## EXERCISE INSTRUCTIONS
Find "Pick out the man's mouth." in the material below and restate exactly the line holding it together with every line that comes after.

## EXCERPTED DATA
□ □ □
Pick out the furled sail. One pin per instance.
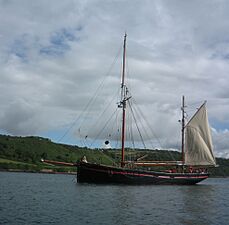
(198, 141)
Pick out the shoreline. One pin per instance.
(30, 171)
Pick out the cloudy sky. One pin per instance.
(55, 54)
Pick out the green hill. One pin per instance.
(25, 153)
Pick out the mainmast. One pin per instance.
(123, 102)
(182, 130)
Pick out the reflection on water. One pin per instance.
(57, 199)
(198, 204)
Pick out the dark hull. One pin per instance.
(94, 173)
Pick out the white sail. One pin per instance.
(198, 141)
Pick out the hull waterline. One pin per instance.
(95, 173)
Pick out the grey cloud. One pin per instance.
(54, 55)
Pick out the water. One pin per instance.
(57, 199)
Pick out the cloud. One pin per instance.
(55, 54)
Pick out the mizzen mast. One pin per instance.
(182, 130)
(123, 102)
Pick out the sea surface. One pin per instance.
(27, 198)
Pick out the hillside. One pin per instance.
(25, 153)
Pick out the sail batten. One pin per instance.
(198, 141)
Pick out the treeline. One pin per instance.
(25, 153)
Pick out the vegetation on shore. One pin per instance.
(25, 153)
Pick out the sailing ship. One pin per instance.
(197, 153)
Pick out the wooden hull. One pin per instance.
(95, 173)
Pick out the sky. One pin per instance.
(56, 55)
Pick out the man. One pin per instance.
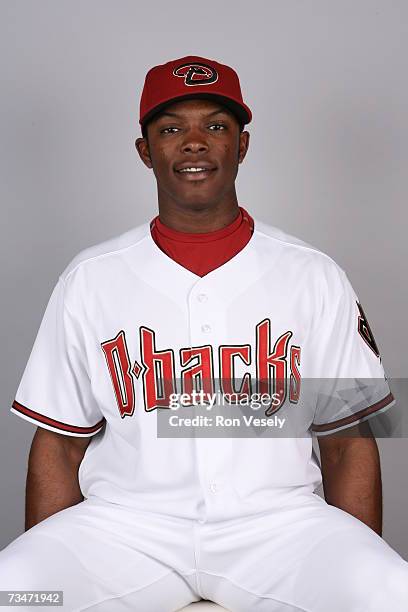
(149, 518)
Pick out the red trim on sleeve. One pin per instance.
(355, 417)
(57, 424)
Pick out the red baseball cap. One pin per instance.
(192, 77)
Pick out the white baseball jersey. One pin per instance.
(124, 316)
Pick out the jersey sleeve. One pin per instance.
(344, 358)
(55, 389)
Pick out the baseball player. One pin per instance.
(132, 508)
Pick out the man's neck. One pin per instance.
(199, 220)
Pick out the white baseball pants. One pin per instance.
(304, 557)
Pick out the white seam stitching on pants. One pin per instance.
(267, 596)
(126, 592)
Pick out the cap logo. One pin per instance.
(196, 74)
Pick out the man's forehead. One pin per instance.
(200, 106)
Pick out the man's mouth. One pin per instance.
(195, 172)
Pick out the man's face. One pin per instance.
(194, 134)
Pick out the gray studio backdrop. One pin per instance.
(326, 81)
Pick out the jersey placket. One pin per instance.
(213, 454)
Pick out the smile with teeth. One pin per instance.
(193, 169)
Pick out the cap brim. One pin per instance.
(242, 112)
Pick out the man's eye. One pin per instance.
(167, 130)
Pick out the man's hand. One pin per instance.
(351, 473)
(52, 478)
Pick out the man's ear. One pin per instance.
(243, 146)
(142, 146)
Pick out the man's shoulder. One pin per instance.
(103, 251)
(299, 249)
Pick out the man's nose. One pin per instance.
(194, 142)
□ □ □
## SOLUTION FOR THIS EXERCISE
Pick out the man's mouth. One pin per instance.
(195, 172)
Pick out the man's face. One pin per instance.
(194, 134)
Pick out the gray studio backdrop. One pin per instance.
(326, 81)
Pick out the jersey placket. One pin per instance.
(213, 454)
Pick out the smile with teeth. One pin per instance.
(193, 169)
Pick out the cap brim. One pin per instance.
(242, 112)
Pick out the man's eye. One pin per instance.
(167, 130)
Pick out the man's hand. One pin per instance.
(351, 473)
(52, 478)
Pick out the man's ear. One pin per instance.
(243, 146)
(142, 146)
Pick out the man's shoulder. One pin per instance.
(103, 251)
(299, 249)
Pick out the man's nose. One pin per instance.
(194, 142)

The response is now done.